*Texto fornecido*
◆ ◆ ◆

Acórdão nº 947/13.4PCLSB.L1-5 de Court of Appeal of Lisbon (Portugal), 31 de Janeiro de 2017

Magistrado ResponsávelCID GERALDO
Data da Resolução31 de Janeiro de 2017
EmissorCourt of Appeal of Lisbon (Portugal)

Decisão Texto Parcial:


Acordam, em Conferência, os Juizes do Tribunal da Relação de Lisboa.

Relatório: 1.–No processo nº 947/13.4PCLSB, do Tribunal Judicial da Comarca de Lisboa (Instância Central Criminal – 1ª Secção - J14), o Ministério Público acusou, em processo comum para julgamento em Tribunal Colectivo, L. e M., pela prática, em co-autoria material e concurso real, de: -um crime de roubo, na forma tentada, p, e p. no artº 210º/1/ 22º e 23º do Código Penal; -e um crime de furto simples, p. e p. no artº 203º do Código Penal.

◆ ◆ ◆

*Linhas fornecidas*
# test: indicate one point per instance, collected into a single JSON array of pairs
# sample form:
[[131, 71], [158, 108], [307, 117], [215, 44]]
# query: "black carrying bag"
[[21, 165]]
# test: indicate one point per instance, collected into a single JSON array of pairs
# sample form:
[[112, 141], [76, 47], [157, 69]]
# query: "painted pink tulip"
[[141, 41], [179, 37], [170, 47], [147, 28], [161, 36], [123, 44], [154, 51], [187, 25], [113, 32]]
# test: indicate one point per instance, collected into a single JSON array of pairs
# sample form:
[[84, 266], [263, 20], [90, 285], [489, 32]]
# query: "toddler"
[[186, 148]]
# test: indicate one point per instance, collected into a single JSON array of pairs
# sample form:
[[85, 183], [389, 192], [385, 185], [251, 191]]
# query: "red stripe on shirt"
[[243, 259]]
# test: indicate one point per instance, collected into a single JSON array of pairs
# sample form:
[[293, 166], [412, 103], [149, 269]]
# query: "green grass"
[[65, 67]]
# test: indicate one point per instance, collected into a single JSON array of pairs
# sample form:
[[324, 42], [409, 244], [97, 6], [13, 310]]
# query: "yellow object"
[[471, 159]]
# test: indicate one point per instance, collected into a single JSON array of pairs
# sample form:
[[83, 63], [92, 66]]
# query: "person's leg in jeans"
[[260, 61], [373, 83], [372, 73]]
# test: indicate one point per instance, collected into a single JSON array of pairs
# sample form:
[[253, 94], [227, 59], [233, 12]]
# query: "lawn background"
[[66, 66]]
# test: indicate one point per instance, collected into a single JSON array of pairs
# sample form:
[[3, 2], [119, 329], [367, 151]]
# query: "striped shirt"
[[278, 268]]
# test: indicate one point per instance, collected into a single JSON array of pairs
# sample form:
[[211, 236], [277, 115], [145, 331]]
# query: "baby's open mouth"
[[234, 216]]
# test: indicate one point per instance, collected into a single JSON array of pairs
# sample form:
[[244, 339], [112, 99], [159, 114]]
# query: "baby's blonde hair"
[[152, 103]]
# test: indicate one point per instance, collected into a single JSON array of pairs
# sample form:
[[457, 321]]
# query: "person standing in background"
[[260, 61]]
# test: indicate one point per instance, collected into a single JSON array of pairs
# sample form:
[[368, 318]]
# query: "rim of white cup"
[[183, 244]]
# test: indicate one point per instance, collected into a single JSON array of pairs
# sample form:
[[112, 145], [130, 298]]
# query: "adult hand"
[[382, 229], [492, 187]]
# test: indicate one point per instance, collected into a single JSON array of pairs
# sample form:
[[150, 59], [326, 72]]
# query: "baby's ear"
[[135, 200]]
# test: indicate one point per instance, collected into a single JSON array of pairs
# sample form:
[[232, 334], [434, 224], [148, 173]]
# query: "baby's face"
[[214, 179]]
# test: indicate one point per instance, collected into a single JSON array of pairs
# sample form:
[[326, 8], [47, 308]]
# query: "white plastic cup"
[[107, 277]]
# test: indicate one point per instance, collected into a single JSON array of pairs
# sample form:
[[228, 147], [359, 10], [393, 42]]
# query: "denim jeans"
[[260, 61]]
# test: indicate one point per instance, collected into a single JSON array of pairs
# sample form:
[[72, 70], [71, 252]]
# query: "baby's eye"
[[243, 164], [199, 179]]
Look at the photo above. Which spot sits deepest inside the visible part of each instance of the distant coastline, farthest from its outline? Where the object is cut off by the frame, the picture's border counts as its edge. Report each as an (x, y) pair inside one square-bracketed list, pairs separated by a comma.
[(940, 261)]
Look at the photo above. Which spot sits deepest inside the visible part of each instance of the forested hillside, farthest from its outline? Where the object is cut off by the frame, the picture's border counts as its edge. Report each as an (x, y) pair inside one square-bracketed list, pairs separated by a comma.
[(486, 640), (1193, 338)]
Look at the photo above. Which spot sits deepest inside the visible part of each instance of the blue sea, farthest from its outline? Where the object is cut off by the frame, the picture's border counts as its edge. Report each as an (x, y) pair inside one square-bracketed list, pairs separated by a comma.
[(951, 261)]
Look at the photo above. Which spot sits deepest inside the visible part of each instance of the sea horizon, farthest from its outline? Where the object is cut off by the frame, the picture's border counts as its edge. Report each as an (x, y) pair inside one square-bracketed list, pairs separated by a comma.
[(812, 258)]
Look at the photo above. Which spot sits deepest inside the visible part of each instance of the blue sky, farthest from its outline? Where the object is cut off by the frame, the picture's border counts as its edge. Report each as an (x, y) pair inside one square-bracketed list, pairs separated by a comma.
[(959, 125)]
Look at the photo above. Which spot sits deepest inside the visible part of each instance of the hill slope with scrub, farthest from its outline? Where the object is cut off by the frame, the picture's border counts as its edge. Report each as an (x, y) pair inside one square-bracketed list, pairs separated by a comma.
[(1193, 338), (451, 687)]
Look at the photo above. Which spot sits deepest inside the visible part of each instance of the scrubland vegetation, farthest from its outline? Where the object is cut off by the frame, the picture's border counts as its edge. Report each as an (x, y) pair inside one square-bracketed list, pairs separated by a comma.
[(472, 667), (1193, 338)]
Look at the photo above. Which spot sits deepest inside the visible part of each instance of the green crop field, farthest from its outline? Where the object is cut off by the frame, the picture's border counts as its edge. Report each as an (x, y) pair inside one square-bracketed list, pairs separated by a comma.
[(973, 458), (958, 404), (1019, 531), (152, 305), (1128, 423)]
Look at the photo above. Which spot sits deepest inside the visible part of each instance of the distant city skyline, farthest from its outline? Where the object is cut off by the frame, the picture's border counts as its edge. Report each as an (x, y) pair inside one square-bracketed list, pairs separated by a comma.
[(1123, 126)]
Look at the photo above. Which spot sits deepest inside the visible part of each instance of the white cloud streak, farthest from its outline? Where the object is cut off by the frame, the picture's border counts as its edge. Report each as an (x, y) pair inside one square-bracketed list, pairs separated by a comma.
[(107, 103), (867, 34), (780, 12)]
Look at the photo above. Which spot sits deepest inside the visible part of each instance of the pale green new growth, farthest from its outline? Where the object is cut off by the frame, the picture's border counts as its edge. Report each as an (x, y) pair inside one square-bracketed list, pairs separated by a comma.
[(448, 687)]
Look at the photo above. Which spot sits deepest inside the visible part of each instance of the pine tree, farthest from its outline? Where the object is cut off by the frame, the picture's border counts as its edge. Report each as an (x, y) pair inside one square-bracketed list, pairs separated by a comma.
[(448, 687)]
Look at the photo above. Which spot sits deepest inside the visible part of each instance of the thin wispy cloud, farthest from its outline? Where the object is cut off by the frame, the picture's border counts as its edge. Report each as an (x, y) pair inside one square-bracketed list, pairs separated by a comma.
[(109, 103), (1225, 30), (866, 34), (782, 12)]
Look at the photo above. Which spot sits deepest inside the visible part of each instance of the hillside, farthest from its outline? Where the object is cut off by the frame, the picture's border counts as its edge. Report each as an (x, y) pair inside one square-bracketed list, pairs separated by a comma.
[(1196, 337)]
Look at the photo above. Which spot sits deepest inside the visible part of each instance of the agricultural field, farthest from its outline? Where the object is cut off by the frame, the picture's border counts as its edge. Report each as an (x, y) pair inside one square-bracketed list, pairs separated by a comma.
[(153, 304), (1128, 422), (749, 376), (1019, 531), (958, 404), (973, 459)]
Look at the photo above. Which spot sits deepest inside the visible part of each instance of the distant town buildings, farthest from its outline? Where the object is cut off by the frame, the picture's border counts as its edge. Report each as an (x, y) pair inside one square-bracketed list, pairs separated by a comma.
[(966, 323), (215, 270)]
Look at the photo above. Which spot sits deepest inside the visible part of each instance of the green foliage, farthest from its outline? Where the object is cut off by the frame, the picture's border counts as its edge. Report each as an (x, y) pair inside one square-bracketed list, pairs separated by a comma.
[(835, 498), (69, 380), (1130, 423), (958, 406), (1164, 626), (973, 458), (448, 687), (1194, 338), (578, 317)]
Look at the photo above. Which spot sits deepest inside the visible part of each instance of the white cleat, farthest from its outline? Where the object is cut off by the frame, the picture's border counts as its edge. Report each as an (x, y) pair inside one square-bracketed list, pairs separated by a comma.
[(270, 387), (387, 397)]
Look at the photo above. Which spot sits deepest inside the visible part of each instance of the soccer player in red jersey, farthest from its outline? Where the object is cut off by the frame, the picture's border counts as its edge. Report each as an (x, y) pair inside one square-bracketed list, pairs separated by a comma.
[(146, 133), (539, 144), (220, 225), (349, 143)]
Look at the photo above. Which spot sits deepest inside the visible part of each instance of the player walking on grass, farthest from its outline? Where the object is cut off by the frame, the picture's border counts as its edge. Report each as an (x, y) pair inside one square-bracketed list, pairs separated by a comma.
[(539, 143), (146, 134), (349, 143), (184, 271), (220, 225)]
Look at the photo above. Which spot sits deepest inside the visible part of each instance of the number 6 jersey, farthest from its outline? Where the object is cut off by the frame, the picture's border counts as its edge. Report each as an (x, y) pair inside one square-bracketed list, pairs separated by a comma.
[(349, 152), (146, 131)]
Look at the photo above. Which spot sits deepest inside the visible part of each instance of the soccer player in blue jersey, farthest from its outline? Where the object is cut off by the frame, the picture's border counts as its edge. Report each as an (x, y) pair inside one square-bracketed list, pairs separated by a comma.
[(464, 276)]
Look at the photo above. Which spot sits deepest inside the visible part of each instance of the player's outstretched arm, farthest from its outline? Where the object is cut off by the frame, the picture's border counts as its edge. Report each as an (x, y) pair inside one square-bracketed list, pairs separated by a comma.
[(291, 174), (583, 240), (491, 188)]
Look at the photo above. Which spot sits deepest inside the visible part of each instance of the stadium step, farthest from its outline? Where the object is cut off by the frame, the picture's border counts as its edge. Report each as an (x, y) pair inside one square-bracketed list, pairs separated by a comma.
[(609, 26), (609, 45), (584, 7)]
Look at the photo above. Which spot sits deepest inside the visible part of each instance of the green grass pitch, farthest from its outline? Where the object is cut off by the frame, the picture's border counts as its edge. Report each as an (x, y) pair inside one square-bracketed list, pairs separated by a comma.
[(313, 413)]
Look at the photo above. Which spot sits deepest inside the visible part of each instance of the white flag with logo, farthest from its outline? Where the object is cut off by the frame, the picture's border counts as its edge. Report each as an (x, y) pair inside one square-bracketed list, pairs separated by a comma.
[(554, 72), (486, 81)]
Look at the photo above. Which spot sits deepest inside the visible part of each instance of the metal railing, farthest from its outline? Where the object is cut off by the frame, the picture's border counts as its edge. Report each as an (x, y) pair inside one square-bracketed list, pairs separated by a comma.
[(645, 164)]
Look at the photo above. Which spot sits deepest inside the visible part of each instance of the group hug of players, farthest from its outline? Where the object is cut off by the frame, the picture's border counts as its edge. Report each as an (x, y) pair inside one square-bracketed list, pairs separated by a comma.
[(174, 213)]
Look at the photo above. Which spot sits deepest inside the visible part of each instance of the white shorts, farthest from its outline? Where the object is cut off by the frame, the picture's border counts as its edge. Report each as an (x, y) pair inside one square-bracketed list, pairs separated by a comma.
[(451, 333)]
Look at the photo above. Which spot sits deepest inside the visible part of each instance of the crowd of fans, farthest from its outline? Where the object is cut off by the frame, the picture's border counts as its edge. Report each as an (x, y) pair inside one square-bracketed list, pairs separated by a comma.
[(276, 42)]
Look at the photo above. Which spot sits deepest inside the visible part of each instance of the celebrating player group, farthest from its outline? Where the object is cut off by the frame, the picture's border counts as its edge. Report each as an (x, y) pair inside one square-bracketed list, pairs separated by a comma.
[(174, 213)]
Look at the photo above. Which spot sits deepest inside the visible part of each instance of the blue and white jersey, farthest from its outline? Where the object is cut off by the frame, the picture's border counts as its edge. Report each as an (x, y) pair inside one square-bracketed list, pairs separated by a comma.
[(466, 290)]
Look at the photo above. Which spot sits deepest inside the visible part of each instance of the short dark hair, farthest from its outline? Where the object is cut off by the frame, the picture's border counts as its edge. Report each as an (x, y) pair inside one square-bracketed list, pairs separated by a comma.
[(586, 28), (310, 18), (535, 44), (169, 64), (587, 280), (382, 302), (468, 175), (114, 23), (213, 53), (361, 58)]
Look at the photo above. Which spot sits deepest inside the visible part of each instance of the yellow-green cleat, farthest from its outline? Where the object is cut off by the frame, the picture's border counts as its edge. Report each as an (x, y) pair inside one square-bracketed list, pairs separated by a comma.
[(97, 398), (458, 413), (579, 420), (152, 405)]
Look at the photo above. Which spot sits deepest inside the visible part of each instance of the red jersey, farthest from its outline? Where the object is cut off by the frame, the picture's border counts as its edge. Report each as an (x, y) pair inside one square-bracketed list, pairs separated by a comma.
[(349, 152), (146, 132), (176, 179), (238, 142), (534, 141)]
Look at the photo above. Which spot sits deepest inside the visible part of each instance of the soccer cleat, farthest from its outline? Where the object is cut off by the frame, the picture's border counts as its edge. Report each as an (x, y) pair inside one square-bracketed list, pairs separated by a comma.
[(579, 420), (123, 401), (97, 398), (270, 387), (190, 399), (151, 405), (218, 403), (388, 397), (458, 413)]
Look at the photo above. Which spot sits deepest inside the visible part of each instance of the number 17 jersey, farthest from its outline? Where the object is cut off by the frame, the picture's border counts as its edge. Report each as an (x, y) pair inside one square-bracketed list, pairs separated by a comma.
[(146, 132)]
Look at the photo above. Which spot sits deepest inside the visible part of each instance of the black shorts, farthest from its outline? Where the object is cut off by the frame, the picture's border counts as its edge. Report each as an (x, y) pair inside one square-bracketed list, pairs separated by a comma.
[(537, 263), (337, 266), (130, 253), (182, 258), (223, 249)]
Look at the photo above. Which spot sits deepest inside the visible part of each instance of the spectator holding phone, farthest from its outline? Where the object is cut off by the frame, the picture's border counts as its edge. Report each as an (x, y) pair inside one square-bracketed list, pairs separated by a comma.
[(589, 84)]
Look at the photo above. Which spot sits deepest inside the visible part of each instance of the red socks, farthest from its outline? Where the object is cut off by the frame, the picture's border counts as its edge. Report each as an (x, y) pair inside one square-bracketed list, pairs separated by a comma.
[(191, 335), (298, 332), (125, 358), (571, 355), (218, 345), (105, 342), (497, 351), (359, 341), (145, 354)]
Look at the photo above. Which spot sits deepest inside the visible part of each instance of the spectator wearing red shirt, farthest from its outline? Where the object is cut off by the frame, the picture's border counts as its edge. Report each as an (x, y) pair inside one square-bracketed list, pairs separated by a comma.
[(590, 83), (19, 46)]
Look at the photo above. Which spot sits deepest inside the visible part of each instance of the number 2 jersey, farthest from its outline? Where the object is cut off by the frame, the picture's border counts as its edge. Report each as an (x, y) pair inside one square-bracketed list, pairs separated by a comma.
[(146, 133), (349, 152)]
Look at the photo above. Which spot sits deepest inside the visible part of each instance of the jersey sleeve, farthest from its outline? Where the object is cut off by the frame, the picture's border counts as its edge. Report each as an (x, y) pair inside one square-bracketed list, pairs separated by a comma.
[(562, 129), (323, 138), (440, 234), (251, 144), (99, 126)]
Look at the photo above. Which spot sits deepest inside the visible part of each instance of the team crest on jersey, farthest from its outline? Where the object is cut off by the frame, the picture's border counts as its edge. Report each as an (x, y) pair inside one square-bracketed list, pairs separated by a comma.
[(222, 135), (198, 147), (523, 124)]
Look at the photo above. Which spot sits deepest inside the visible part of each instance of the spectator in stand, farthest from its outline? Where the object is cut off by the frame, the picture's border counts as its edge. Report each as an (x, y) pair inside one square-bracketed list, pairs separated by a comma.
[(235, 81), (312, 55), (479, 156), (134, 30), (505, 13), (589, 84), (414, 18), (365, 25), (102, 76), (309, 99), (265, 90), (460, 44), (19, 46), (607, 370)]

◆ ◆ ◆

*Pedido feito 1*
Escreva, sem alterar uma letra, tudo o que vai no acórdão desde "Acórdão nº 947/13.4PCLSB.L1-5" até "Relação de Lisboa.".
*Pedido feito 2*
Responda sim ou não a cada afirmação sobre o acórdão e cite as palavras dele que decidem a resposta: (a) A decisão é de juízes do Tribunal da Relação do Porto. (b) O Ministério Público acusou L. e M. de um crime de furto simples. (c) O crime de roubo de que foram acusados chegou a ser consumado.

*Resposta completa 1*
Acórdão nº 947/13.4PCLSB.L1-5 de Court of Appeal of Lisbon (Portugal), 31 de Janeiro de 2017

Magistrado ResponsávelCID GERALDO
Data da Resolução31 de Janeiro de 2017
EmissorCourt of Appeal of Lisbon (Portugal)

Decisão Texto Parcial:


Acordam, em Conferência, os Juizes do Tribunal da Relação de Lisboa.

*Resposta completa 2*
(a) Não: "Acordam, em Conferência, os Juizes do Tribunal da Relação de Lisboa."
(b) Sim: "e um crime de furto simples, p. e p. no artº 203º do Código Penal"
(c) Não: "um crime de roubo, na forma tentada"